[Entries from a dataset]

....................

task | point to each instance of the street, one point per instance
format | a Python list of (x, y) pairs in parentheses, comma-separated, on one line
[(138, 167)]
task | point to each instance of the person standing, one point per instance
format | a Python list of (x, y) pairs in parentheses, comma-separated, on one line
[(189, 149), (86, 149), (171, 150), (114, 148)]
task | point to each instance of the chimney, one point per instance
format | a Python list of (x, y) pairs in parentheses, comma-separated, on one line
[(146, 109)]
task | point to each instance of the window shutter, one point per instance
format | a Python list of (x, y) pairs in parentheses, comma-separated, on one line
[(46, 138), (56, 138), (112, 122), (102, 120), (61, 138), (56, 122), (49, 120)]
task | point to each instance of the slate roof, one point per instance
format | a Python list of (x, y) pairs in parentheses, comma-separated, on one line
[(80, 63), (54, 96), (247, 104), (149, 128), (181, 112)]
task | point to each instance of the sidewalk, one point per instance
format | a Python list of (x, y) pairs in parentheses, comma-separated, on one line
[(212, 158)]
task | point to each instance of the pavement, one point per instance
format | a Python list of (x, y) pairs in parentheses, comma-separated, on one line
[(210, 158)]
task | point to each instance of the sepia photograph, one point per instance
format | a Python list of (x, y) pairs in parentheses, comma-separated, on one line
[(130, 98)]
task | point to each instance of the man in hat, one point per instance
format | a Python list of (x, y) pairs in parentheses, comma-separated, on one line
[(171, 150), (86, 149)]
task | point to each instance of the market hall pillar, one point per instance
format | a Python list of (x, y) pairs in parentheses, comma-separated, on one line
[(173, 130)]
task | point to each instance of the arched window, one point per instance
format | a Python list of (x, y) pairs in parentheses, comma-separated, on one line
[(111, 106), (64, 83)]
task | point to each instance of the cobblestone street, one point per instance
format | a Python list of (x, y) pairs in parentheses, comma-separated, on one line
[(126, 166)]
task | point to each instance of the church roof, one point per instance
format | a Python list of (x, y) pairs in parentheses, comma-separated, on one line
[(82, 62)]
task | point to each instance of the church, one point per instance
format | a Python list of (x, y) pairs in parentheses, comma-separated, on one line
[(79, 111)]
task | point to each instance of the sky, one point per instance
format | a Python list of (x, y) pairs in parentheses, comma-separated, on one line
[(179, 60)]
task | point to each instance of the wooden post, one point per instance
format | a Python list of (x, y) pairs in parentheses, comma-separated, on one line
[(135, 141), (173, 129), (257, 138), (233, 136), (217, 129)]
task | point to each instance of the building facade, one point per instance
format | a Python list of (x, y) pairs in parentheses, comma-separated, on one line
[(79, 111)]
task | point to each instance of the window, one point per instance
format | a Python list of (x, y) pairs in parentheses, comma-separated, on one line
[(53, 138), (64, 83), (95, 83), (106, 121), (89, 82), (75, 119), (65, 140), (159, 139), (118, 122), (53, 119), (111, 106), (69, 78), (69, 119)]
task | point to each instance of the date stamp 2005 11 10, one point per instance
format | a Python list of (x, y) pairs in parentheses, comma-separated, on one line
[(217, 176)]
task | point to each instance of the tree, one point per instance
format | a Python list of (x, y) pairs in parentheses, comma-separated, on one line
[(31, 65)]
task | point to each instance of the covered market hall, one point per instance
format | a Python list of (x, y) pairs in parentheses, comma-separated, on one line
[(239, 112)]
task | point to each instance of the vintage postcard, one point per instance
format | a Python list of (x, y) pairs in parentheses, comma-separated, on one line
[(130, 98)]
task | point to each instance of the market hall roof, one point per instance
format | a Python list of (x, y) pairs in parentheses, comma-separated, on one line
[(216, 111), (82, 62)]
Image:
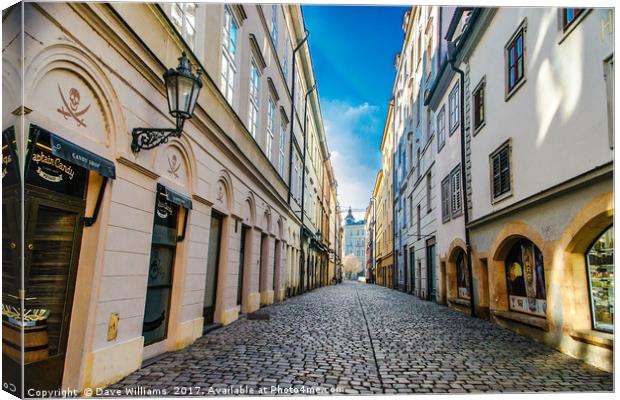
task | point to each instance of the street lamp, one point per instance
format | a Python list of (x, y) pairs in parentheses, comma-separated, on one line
[(182, 89)]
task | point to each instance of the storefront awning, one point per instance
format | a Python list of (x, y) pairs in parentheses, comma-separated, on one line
[(80, 156), (175, 197)]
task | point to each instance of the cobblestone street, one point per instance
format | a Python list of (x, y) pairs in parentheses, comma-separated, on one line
[(355, 338)]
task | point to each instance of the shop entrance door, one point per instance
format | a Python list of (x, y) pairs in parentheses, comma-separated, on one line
[(213, 263), (51, 252), (430, 265)]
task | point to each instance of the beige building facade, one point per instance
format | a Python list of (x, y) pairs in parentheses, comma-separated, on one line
[(181, 238), (538, 126)]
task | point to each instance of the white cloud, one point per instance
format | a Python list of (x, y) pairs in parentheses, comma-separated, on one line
[(354, 135)]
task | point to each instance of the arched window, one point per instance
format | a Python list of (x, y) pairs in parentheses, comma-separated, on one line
[(600, 262), (525, 274), (462, 276)]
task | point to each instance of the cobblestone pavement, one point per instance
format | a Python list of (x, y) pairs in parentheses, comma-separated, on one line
[(354, 338)]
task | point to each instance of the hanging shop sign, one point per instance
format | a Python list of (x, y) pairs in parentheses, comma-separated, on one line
[(10, 164)]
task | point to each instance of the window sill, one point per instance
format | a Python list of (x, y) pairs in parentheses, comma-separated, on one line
[(515, 89), (596, 338), (460, 302), (537, 322), (501, 198), (478, 129)]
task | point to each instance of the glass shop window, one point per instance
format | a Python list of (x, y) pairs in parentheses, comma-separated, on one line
[(600, 262), (525, 275)]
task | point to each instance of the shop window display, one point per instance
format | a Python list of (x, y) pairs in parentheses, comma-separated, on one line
[(526, 279), (600, 260)]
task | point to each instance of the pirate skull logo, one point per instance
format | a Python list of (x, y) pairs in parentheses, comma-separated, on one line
[(74, 99)]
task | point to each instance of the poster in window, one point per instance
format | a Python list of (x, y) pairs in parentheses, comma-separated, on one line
[(526, 279), (600, 260)]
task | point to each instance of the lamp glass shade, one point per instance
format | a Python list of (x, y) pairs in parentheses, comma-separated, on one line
[(170, 79), (184, 88)]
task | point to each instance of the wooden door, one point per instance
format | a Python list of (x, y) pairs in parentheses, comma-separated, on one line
[(53, 233), (213, 262)]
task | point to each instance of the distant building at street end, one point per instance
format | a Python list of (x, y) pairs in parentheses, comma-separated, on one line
[(354, 239)]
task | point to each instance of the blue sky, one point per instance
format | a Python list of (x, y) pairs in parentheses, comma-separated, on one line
[(353, 50)]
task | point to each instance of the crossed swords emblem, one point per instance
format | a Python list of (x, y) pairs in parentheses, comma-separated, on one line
[(71, 109)]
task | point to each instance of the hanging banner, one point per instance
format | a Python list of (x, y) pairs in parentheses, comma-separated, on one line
[(10, 164)]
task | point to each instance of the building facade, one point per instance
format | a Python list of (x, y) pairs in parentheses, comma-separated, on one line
[(383, 201), (152, 248), (354, 233), (415, 183), (532, 112)]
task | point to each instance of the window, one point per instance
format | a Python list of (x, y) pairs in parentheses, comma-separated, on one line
[(514, 60), (287, 45), (183, 16), (417, 163), (445, 199), (419, 222), (274, 25), (271, 116), (600, 260), (229, 50), (411, 210), (428, 192), (456, 204), (441, 128), (254, 99), (479, 105), (418, 108), (282, 148), (609, 83), (569, 15), (525, 274), (453, 108), (429, 123), (299, 177), (462, 276), (500, 171)]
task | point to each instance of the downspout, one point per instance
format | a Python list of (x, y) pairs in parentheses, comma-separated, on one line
[(290, 156), (303, 181), (451, 59)]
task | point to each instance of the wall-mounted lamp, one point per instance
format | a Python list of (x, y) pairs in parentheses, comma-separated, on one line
[(182, 89)]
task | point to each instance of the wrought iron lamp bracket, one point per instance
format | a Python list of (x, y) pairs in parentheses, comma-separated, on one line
[(149, 138)]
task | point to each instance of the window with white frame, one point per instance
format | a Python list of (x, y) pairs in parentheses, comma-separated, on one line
[(451, 200), (183, 16), (453, 108), (229, 51), (254, 98), (287, 45), (500, 172), (274, 25), (456, 204), (282, 147), (441, 128), (271, 116), (445, 199), (299, 178)]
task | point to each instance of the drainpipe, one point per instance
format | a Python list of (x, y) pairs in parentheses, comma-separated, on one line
[(303, 179), (290, 155), (451, 56)]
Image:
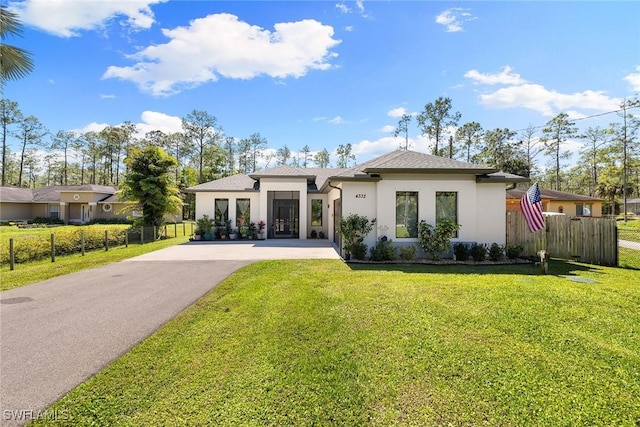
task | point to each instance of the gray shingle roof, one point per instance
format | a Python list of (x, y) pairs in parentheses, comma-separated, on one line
[(414, 162), (49, 193), (517, 193), (239, 182)]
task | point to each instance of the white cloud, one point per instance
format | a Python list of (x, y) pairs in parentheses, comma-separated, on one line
[(520, 93), (453, 19), (153, 120), (66, 18), (221, 45), (548, 102), (634, 79), (397, 112), (505, 77)]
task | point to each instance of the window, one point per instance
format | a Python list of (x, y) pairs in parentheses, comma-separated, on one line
[(222, 210), (406, 214), (316, 212), (447, 206), (54, 211), (243, 212), (583, 210)]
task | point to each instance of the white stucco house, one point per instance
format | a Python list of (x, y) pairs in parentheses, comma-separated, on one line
[(398, 189)]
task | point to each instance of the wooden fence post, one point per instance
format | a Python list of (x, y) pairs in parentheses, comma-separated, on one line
[(12, 255), (53, 247)]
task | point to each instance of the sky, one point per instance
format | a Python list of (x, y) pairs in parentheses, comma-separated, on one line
[(325, 73)]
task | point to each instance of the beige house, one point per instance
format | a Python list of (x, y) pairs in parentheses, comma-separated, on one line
[(398, 189), (73, 204), (570, 204)]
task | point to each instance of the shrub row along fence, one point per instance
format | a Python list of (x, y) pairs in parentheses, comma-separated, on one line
[(588, 240), (82, 239)]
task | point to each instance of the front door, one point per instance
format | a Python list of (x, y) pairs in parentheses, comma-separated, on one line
[(85, 213), (285, 218)]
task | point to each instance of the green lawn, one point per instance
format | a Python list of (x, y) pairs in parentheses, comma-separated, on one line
[(317, 342)]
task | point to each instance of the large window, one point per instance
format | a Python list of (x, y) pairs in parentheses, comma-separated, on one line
[(54, 210), (406, 214), (243, 212), (316, 212), (222, 210), (447, 206), (583, 210)]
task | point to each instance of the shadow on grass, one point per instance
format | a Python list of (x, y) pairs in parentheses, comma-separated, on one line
[(556, 268)]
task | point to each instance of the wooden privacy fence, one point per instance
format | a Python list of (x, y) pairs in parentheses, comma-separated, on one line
[(589, 240)]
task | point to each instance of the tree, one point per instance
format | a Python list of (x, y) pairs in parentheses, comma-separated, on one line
[(150, 184), (470, 135), (501, 153), (283, 155), (594, 139), (321, 159), (344, 153), (435, 118), (63, 141), (15, 62), (9, 114), (257, 144), (306, 155), (555, 133), (30, 133), (202, 129), (403, 128)]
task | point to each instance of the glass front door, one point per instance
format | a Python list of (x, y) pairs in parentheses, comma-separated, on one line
[(285, 216)]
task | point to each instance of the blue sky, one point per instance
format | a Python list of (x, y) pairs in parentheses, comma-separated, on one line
[(325, 73)]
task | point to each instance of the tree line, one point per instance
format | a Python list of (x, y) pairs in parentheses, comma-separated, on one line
[(608, 164)]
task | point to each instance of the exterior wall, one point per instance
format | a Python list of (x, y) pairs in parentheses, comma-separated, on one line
[(205, 204), (15, 211), (489, 214), (481, 207)]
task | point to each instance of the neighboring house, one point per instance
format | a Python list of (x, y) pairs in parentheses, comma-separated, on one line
[(571, 205), (398, 189), (73, 204)]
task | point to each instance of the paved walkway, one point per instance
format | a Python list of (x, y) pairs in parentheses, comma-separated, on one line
[(56, 334)]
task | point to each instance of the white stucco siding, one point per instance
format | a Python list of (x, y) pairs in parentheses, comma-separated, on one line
[(205, 204), (361, 198), (491, 214)]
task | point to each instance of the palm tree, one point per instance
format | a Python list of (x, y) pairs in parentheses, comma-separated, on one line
[(15, 62)]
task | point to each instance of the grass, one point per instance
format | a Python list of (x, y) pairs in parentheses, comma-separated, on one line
[(316, 342), (27, 273)]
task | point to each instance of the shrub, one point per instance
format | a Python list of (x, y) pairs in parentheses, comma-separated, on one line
[(383, 251), (358, 250), (478, 252), (461, 251), (514, 251), (434, 241), (495, 252), (407, 253), (354, 229)]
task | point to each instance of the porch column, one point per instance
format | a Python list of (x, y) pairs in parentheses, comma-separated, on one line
[(62, 213)]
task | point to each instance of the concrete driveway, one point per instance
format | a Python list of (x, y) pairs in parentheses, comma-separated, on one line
[(56, 334)]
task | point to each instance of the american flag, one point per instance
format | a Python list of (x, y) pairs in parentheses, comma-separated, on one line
[(531, 206)]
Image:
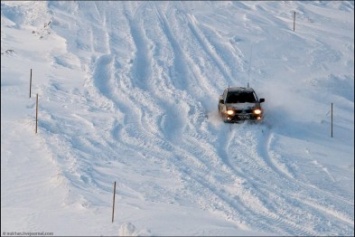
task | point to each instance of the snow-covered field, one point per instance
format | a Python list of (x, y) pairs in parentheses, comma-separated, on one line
[(127, 93)]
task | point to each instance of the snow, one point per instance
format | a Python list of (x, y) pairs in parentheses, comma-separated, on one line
[(127, 93)]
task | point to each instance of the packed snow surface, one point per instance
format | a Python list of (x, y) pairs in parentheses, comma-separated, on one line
[(128, 92)]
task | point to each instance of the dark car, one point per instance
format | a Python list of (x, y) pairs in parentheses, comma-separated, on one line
[(238, 104)]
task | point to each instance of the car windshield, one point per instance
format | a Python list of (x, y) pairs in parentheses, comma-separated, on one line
[(240, 97)]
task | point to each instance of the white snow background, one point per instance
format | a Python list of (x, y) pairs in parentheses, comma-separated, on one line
[(128, 92)]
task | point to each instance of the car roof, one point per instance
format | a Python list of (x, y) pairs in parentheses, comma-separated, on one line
[(240, 89)]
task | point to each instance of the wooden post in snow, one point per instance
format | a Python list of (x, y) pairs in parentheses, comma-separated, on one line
[(113, 204), (331, 120), (36, 112), (30, 81)]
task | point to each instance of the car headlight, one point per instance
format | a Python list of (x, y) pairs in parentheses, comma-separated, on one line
[(230, 112), (257, 111)]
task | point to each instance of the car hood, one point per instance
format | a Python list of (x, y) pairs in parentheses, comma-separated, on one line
[(242, 106)]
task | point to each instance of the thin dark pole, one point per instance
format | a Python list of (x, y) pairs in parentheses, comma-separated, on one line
[(331, 119), (36, 112), (113, 205), (30, 82)]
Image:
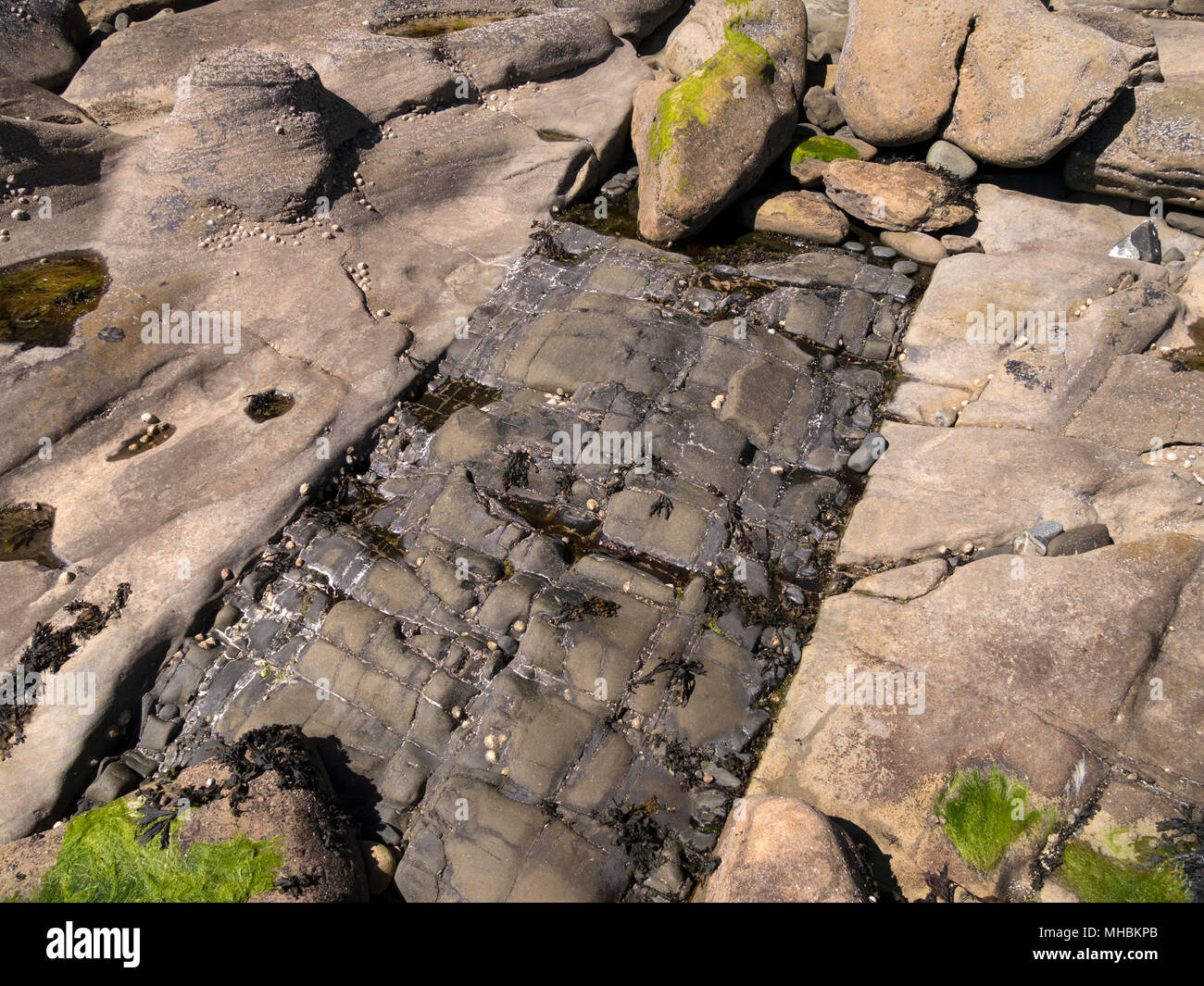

....................

* [What you will do]: Render as a numbered list the portion of the entries that opens with the line containing "task | point to each instance of the beige building" and closes with the line containing "[(600, 262), (525, 274), (462, 276)]", including both of those lines and leaving out any blank lines.

* [Complete answer]:
1. task | point to each instance of the beige building facade, one point per instance
2. format | a Python list of (x, y) pairs in parentheses, comma-separated, on one line
3. [(181, 238), (538, 126)]
4. task | point to each instance of the white cloud, one point per instance
5. format | a Python list of (x, y) pairs in parentheses, comma-separated, on one line
6. [(354, 135)]
7. task | point to each instance of the arched window, one point per instance
8. format | a Python list of (x, y) pairs in parentheses, comma-separated, on one line
9. [(600, 262), (525, 274), (462, 276)]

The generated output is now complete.